══ Records provided ══

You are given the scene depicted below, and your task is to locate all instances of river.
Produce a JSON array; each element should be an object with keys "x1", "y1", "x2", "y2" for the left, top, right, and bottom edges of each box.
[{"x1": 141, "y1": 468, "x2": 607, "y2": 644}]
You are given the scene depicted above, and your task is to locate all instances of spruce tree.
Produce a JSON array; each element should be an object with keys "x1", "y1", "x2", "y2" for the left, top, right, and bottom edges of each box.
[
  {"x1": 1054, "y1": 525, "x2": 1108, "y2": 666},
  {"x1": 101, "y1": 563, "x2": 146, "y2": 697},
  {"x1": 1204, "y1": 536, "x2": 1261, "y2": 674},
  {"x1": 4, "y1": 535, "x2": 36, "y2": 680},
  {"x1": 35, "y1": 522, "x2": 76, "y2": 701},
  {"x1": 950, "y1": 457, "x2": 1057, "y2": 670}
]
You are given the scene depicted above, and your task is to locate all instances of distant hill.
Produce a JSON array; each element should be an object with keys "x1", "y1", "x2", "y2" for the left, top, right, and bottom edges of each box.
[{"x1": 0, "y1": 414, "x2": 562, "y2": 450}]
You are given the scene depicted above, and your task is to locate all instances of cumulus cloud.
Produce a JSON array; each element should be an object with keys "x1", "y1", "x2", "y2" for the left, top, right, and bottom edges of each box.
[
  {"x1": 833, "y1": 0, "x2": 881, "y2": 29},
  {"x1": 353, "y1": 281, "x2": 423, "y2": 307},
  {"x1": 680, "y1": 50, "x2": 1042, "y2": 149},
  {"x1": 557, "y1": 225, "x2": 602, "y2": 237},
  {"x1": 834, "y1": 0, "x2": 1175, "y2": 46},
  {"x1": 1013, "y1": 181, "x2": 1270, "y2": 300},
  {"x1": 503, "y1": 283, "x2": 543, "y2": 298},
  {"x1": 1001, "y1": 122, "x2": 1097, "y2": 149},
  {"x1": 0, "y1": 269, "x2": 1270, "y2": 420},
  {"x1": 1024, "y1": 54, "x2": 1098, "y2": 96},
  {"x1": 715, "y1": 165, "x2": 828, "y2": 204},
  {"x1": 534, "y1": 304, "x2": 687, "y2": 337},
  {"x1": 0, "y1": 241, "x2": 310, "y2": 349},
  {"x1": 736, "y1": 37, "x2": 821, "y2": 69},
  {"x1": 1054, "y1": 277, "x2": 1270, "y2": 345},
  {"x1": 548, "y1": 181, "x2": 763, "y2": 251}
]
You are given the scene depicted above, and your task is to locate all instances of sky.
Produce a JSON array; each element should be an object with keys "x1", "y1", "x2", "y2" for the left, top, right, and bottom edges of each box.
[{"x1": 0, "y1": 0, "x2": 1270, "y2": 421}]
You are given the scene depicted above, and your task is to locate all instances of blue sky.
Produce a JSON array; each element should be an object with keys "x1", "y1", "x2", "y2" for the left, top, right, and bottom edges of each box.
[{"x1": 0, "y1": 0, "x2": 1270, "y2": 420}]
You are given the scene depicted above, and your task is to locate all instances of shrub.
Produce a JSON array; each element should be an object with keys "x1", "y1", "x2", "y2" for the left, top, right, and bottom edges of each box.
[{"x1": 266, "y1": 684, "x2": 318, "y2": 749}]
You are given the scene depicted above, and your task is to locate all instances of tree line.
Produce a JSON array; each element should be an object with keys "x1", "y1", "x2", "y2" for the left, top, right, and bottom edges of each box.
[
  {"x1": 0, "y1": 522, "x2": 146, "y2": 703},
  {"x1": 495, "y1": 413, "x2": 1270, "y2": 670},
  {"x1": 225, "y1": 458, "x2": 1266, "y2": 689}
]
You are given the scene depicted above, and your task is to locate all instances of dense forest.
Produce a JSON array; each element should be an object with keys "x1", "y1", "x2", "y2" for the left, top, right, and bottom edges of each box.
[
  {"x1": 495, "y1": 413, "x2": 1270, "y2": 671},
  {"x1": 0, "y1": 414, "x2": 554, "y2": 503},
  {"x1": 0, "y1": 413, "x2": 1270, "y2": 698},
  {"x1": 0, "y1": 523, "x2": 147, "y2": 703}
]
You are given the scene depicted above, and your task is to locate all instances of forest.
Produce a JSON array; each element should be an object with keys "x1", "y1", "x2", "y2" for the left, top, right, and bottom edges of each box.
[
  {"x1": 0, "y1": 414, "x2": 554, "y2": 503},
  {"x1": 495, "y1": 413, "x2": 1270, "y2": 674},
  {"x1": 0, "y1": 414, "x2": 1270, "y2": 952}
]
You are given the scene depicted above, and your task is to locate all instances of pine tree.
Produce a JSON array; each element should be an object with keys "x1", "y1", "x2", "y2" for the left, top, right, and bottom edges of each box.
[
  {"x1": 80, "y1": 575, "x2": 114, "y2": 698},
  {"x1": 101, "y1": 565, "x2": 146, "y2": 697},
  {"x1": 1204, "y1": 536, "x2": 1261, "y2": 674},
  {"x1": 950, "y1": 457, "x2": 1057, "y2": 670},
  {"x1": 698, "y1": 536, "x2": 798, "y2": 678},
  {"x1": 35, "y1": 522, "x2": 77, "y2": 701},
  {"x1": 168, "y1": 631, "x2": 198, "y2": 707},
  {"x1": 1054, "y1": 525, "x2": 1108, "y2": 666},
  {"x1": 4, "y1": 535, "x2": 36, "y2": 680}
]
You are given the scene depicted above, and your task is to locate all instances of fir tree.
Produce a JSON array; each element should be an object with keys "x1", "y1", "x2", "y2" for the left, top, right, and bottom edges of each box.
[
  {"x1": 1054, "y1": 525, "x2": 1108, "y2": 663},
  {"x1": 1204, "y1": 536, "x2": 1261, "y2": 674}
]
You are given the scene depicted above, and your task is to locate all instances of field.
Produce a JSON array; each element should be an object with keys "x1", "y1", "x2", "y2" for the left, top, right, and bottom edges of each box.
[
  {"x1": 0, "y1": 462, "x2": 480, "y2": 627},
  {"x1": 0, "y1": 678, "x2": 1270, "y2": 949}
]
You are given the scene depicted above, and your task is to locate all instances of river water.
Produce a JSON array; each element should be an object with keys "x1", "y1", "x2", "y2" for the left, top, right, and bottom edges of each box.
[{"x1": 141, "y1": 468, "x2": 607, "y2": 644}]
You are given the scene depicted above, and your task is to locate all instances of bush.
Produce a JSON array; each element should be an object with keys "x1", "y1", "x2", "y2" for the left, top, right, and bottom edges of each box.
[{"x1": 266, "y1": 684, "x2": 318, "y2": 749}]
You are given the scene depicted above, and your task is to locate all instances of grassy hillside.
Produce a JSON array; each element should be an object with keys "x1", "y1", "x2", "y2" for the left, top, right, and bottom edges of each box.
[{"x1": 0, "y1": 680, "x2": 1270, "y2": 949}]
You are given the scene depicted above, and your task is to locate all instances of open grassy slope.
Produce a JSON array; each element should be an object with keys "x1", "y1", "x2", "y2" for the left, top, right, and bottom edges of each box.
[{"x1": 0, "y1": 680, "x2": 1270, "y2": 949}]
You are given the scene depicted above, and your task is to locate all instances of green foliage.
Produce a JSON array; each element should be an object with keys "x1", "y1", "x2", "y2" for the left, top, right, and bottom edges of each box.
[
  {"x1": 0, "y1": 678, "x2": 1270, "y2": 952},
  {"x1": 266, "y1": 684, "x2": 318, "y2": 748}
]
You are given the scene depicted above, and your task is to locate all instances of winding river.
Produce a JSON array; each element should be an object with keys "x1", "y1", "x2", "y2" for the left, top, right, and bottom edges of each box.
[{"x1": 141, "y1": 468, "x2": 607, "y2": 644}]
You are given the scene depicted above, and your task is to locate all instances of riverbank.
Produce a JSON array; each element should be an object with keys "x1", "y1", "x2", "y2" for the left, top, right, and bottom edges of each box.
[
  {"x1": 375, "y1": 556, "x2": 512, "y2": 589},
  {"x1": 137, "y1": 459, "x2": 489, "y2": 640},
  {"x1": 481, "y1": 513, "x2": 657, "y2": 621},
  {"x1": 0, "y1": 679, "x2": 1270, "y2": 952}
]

═══

* **What is needed**
Rewrite the stretch from the line containing "instances of riverbank." through the end of the records as a Markdown table with the columns Row and Line, giving each line its own numbered row and leaving out blank lines.

* **Task solution**
| Row | Line |
|---|---|
| 1 | You are given the scene depicted above, and your task is to locate all instances of riverbank. |
| 2 | Produce a JSON array; each element should be an object with keys "x1", "y1", "x2", "y2" for the left, top, right, and bottom edges of each box. |
| 3 | [ |
| 4 |   {"x1": 375, "y1": 556, "x2": 512, "y2": 589}, |
| 5 |   {"x1": 137, "y1": 459, "x2": 489, "y2": 640}, |
| 6 |   {"x1": 481, "y1": 513, "x2": 657, "y2": 621}, |
| 7 |   {"x1": 0, "y1": 679, "x2": 1270, "y2": 952} |
| 8 | ] |